**Listed records**
________________________________________

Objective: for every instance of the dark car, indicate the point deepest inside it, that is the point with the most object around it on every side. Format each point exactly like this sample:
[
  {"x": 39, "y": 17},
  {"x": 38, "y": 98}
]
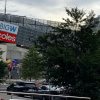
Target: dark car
[{"x": 21, "y": 86}]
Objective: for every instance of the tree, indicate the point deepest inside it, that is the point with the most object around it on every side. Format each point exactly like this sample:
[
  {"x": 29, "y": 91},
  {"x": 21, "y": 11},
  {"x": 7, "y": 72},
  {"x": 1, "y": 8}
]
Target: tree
[
  {"x": 2, "y": 67},
  {"x": 32, "y": 64},
  {"x": 75, "y": 47}
]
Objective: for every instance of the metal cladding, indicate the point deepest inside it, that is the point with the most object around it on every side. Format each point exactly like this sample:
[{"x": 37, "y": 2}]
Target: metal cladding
[{"x": 29, "y": 29}]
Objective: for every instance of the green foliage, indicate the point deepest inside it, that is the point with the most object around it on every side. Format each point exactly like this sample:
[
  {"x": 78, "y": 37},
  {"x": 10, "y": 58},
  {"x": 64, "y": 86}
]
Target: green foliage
[
  {"x": 75, "y": 47},
  {"x": 32, "y": 64}
]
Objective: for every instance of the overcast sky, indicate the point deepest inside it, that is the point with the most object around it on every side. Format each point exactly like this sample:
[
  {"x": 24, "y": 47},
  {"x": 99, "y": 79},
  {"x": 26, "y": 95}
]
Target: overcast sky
[{"x": 47, "y": 9}]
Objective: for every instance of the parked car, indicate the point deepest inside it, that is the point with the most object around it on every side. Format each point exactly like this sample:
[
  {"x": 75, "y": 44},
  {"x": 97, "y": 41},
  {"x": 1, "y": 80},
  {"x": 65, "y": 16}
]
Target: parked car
[
  {"x": 47, "y": 89},
  {"x": 21, "y": 86}
]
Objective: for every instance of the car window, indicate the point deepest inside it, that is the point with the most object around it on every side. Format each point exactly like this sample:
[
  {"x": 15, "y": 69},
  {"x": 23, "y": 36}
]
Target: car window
[
  {"x": 44, "y": 88},
  {"x": 30, "y": 85},
  {"x": 21, "y": 84}
]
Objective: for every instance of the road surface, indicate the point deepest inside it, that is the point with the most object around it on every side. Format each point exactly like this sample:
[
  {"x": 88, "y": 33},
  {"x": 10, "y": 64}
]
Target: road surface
[{"x": 8, "y": 97}]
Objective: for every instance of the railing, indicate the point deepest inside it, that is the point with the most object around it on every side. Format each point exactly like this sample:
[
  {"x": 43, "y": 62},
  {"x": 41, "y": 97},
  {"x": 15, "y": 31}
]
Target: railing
[{"x": 49, "y": 95}]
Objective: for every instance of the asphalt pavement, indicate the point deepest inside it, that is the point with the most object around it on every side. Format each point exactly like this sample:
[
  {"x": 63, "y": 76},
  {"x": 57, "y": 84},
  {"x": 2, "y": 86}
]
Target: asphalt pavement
[{"x": 14, "y": 97}]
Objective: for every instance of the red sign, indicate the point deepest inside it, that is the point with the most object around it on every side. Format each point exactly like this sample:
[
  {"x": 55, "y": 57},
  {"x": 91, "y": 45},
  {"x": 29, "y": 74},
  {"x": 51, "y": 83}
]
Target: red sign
[{"x": 7, "y": 37}]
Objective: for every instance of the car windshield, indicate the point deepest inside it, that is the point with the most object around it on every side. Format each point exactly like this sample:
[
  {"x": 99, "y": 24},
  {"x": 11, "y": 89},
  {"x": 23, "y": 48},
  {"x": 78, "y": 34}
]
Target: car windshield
[{"x": 30, "y": 85}]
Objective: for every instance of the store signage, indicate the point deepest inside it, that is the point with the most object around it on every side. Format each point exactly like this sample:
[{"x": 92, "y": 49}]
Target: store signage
[
  {"x": 7, "y": 27},
  {"x": 7, "y": 37}
]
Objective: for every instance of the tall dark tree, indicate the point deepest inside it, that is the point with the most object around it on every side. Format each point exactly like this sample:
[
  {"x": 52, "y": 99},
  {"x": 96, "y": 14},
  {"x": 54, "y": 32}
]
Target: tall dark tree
[
  {"x": 32, "y": 64},
  {"x": 74, "y": 47}
]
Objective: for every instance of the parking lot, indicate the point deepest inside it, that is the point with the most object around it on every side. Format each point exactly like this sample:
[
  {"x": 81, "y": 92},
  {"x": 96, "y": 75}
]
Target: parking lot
[{"x": 8, "y": 97}]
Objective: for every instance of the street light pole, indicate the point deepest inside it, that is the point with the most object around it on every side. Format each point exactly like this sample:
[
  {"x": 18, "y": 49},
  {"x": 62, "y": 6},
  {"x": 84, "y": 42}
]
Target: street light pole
[{"x": 5, "y": 6}]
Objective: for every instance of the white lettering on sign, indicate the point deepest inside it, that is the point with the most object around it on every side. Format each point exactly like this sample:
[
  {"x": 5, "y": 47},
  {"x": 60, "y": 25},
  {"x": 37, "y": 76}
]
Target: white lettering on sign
[
  {"x": 7, "y": 37},
  {"x": 10, "y": 28}
]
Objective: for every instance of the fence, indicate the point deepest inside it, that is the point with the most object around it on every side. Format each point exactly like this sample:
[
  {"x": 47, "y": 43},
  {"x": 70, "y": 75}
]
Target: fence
[{"x": 52, "y": 96}]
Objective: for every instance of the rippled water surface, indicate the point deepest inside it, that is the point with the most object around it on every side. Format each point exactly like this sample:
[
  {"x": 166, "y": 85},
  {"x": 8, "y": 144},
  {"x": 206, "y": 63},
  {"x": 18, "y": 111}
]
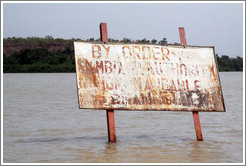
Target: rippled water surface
[{"x": 42, "y": 124}]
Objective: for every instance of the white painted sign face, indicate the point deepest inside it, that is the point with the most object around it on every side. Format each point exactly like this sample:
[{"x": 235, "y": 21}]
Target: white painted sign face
[{"x": 147, "y": 77}]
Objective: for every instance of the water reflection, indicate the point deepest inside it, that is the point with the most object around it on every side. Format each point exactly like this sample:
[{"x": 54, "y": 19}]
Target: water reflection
[{"x": 42, "y": 123}]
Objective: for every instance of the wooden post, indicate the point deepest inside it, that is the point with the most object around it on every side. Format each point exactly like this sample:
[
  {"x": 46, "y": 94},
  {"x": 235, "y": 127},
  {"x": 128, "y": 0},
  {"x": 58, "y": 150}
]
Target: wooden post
[
  {"x": 195, "y": 113},
  {"x": 109, "y": 113}
]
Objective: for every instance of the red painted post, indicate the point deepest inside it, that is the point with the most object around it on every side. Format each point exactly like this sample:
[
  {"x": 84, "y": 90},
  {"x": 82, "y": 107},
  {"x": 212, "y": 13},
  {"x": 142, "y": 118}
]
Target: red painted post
[
  {"x": 195, "y": 113},
  {"x": 109, "y": 113}
]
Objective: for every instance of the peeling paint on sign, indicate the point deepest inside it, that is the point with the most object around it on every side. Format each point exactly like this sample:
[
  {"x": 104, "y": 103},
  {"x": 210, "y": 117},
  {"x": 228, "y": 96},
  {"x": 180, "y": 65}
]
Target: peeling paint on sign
[{"x": 147, "y": 77}]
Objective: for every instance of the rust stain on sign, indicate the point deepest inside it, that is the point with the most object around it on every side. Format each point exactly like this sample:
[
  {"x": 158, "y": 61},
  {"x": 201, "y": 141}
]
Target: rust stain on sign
[{"x": 147, "y": 77}]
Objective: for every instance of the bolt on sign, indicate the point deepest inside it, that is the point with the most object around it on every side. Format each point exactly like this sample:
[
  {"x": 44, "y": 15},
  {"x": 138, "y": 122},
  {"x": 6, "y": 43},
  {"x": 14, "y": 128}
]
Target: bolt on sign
[{"x": 147, "y": 77}]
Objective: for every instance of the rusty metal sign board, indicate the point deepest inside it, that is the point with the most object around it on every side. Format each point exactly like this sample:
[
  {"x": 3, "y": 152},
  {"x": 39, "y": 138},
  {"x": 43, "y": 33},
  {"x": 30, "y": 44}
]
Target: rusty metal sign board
[{"x": 147, "y": 77}]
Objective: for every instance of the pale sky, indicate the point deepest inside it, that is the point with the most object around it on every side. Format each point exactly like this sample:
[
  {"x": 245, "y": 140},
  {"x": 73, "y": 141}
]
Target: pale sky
[{"x": 206, "y": 24}]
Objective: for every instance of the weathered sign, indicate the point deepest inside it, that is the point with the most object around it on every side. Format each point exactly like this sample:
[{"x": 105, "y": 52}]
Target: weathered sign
[{"x": 147, "y": 77}]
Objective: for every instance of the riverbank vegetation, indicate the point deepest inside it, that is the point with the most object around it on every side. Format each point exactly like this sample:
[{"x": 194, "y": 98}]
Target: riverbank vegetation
[{"x": 49, "y": 55}]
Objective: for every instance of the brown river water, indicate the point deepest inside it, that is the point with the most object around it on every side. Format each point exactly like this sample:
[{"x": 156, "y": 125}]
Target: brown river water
[{"x": 42, "y": 124}]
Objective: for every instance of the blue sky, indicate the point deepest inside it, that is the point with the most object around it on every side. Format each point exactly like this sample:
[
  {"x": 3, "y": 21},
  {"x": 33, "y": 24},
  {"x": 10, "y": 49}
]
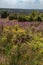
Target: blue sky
[{"x": 25, "y": 4}]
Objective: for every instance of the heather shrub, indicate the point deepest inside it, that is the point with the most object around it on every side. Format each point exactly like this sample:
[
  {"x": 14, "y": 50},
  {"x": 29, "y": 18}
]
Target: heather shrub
[
  {"x": 4, "y": 14},
  {"x": 11, "y": 17}
]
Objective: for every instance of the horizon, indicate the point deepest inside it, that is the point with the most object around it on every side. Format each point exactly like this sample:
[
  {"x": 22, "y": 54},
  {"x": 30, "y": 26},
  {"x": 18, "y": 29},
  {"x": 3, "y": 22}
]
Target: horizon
[{"x": 21, "y": 4}]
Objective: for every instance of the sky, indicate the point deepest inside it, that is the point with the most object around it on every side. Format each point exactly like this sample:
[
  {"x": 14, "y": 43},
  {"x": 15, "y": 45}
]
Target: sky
[{"x": 24, "y": 4}]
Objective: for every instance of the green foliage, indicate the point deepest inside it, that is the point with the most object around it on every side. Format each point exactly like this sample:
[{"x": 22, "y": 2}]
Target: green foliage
[
  {"x": 11, "y": 17},
  {"x": 4, "y": 14}
]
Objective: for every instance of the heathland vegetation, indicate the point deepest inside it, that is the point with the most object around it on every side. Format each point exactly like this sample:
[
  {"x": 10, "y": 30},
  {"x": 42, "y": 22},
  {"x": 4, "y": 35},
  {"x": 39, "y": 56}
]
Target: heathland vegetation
[
  {"x": 21, "y": 41},
  {"x": 34, "y": 16}
]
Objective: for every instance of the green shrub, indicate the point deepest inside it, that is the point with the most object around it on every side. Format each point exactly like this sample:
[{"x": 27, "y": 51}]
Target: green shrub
[
  {"x": 4, "y": 14},
  {"x": 11, "y": 17}
]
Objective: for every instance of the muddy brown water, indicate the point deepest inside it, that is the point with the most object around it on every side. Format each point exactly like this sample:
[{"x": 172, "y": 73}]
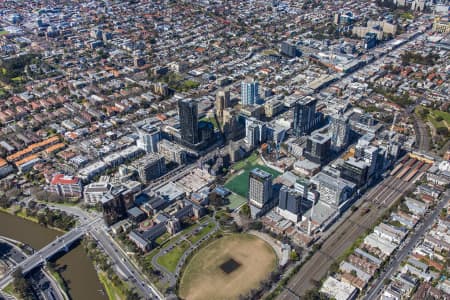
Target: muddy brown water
[{"x": 76, "y": 268}]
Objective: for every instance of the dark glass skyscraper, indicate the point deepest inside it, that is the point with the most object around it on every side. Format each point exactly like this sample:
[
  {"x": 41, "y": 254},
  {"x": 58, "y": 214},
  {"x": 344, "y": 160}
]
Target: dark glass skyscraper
[
  {"x": 188, "y": 112},
  {"x": 304, "y": 116}
]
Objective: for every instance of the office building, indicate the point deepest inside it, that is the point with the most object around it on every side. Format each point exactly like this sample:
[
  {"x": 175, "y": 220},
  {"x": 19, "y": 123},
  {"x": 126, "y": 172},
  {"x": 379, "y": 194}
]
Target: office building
[
  {"x": 289, "y": 204},
  {"x": 259, "y": 188},
  {"x": 333, "y": 191},
  {"x": 222, "y": 102},
  {"x": 172, "y": 152},
  {"x": 252, "y": 135},
  {"x": 340, "y": 132},
  {"x": 206, "y": 131},
  {"x": 188, "y": 113},
  {"x": 149, "y": 167},
  {"x": 148, "y": 141},
  {"x": 355, "y": 171},
  {"x": 94, "y": 192},
  {"x": 289, "y": 50},
  {"x": 255, "y": 132},
  {"x": 371, "y": 155},
  {"x": 318, "y": 148},
  {"x": 249, "y": 92},
  {"x": 304, "y": 116},
  {"x": 66, "y": 186},
  {"x": 113, "y": 206}
]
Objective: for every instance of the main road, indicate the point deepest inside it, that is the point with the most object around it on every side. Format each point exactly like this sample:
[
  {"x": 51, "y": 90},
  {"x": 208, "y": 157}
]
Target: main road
[
  {"x": 400, "y": 256},
  {"x": 377, "y": 201}
]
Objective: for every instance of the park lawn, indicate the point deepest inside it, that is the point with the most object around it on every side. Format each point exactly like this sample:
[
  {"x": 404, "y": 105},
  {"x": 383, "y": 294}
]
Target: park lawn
[
  {"x": 199, "y": 235},
  {"x": 239, "y": 183},
  {"x": 235, "y": 201},
  {"x": 23, "y": 215},
  {"x": 18, "y": 78},
  {"x": 170, "y": 260},
  {"x": 203, "y": 278},
  {"x": 113, "y": 292}
]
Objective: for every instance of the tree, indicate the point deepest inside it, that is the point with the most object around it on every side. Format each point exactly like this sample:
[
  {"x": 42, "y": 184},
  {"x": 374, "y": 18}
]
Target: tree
[
  {"x": 22, "y": 286},
  {"x": 442, "y": 131}
]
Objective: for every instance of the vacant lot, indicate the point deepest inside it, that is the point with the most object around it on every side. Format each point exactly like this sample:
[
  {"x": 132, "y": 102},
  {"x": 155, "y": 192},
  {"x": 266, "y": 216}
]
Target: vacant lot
[{"x": 204, "y": 278}]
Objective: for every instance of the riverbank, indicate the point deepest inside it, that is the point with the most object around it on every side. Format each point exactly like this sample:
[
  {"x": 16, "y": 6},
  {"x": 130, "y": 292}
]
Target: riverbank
[
  {"x": 20, "y": 212},
  {"x": 75, "y": 267},
  {"x": 113, "y": 292}
]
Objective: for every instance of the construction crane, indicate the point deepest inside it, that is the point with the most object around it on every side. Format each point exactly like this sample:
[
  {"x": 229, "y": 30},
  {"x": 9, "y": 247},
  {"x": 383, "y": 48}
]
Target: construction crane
[{"x": 393, "y": 123}]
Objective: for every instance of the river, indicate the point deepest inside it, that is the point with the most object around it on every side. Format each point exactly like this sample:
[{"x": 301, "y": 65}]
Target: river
[{"x": 77, "y": 269}]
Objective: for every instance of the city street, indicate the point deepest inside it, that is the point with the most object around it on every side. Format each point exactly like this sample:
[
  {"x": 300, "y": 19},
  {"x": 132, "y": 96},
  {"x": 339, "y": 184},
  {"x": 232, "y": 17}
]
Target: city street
[{"x": 406, "y": 250}]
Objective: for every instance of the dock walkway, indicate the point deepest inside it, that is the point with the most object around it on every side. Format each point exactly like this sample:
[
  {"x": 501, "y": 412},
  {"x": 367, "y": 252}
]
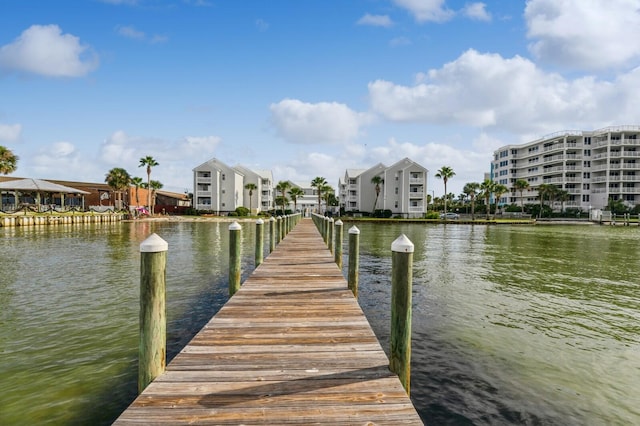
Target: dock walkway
[{"x": 292, "y": 346}]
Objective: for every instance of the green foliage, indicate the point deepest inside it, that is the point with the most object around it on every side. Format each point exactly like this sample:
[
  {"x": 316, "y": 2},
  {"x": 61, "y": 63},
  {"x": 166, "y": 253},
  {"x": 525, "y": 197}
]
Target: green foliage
[
  {"x": 241, "y": 211},
  {"x": 382, "y": 213}
]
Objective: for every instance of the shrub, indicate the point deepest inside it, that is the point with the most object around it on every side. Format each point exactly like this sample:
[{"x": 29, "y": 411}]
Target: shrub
[{"x": 241, "y": 211}]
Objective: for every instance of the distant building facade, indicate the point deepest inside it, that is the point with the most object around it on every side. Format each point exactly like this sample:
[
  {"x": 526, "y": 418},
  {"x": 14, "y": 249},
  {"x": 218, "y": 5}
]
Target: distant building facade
[
  {"x": 221, "y": 188},
  {"x": 591, "y": 166},
  {"x": 402, "y": 191}
]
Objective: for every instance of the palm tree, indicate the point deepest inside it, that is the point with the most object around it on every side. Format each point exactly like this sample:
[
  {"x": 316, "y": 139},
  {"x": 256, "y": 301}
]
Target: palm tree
[
  {"x": 282, "y": 186},
  {"x": 521, "y": 185},
  {"x": 445, "y": 173},
  {"x": 486, "y": 188},
  {"x": 498, "y": 190},
  {"x": 318, "y": 182},
  {"x": 544, "y": 189},
  {"x": 8, "y": 161},
  {"x": 137, "y": 182},
  {"x": 149, "y": 162},
  {"x": 328, "y": 196},
  {"x": 562, "y": 195},
  {"x": 119, "y": 180},
  {"x": 155, "y": 186},
  {"x": 471, "y": 189},
  {"x": 250, "y": 187},
  {"x": 377, "y": 181},
  {"x": 295, "y": 193}
]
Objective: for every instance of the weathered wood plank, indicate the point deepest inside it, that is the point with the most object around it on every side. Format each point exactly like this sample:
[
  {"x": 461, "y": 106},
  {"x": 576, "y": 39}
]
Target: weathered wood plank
[{"x": 292, "y": 346}]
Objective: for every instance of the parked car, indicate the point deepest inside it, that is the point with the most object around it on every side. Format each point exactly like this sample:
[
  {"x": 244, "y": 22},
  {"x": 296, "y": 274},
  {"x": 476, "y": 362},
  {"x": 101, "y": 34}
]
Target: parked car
[{"x": 449, "y": 215}]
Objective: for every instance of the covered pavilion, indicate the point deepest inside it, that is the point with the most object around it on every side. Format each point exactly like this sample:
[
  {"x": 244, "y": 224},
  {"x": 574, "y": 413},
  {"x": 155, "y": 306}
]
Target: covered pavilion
[{"x": 39, "y": 187}]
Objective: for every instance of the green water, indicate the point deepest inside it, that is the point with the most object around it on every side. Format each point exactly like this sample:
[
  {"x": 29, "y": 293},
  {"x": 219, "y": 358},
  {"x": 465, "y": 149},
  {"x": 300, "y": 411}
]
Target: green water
[{"x": 512, "y": 325}]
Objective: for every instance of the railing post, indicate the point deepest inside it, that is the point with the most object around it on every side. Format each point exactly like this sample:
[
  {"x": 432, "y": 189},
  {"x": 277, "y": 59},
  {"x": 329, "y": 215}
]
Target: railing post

________________________________________

**Action item**
The answer is the line with "Target: weathered wood plank" plus every line after it, printed exactly as they appear above.

**The answer**
Target: weathered wood plank
[{"x": 292, "y": 346}]
Objective: for every instance of the parked car, indicate the point deepest inside it, that is the point with the most object around it on every side. Format each point exactly like this sample:
[
  {"x": 244, "y": 22},
  {"x": 296, "y": 274},
  {"x": 476, "y": 362},
  {"x": 101, "y": 34}
]
Target: parked car
[{"x": 449, "y": 215}]
Objective: for every instance of the covered pavilion, indicate the point deepest inside it, that is the point with the most object around it on every side. Format each point exactly like this sample:
[
  {"x": 244, "y": 224},
  {"x": 574, "y": 413},
  {"x": 155, "y": 306}
]
Target: covered pavilion
[{"x": 39, "y": 187}]
Objective: for every instance of the green water, indicate the point deepest inside it, that is the point with the most object around it on every side. Format each point exactly like this sample:
[
  {"x": 29, "y": 293},
  {"x": 219, "y": 358},
  {"x": 465, "y": 149},
  {"x": 300, "y": 411}
]
Target: green water
[{"x": 512, "y": 325}]
Objective: for every instance of the railing post, indicate the point deepest inside it, that is the point with the most object around it on every side. Format each point exactly like this sample:
[
  {"x": 432, "y": 189},
  {"x": 277, "y": 59},
  {"x": 329, "y": 215}
]
Target: railing post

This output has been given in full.